_WHAT YOU ARE ASKED TO DO_. After locating the line that contains "An example of" in the following entries, reproduce it and each later line exactly, including the last.

[Start of Attachment]

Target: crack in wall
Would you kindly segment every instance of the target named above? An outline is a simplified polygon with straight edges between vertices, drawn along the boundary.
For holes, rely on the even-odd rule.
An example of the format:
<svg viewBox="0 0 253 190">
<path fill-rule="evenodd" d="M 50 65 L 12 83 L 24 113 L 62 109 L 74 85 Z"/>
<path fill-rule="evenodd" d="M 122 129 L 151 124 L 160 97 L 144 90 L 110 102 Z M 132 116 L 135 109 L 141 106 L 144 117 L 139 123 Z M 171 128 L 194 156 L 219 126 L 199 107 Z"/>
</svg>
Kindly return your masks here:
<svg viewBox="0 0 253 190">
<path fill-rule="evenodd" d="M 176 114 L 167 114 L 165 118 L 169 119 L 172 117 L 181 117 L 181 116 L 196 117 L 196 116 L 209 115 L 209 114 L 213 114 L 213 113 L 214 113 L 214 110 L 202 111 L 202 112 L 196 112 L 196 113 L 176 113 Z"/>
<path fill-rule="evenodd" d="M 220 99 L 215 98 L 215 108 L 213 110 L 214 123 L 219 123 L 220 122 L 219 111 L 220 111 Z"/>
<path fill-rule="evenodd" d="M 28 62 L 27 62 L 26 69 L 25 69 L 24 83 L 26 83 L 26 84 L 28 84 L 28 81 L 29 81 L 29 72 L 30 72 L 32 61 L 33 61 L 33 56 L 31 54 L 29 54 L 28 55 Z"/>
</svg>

[End of Attachment]

_EXERCISE RESULT_.
An example of the format:
<svg viewBox="0 0 253 190">
<path fill-rule="evenodd" d="M 50 65 L 12 83 L 24 113 L 62 109 L 74 85 Z"/>
<path fill-rule="evenodd" d="M 122 129 L 151 124 L 160 97 L 144 90 L 110 102 Z M 132 116 L 135 109 L 141 106 L 144 117 L 139 123 Z M 171 128 L 194 156 L 219 126 L 199 107 Z"/>
</svg>
Kindly return your masks here:
<svg viewBox="0 0 253 190">
<path fill-rule="evenodd" d="M 176 114 L 167 114 L 165 118 L 169 119 L 172 117 L 181 117 L 181 116 L 196 117 L 196 116 L 209 115 L 209 114 L 213 114 L 213 113 L 214 113 L 214 110 L 202 111 L 202 112 L 196 112 L 196 113 L 176 113 Z"/>
<path fill-rule="evenodd" d="M 220 99 L 215 98 L 215 108 L 213 110 L 214 123 L 219 123 L 220 122 L 219 111 L 220 111 Z"/>
<path fill-rule="evenodd" d="M 28 62 L 27 62 L 26 69 L 25 69 L 24 83 L 26 83 L 26 84 L 28 84 L 28 81 L 29 81 L 29 72 L 30 72 L 32 61 L 33 61 L 33 56 L 31 54 L 29 54 L 28 55 Z"/>
</svg>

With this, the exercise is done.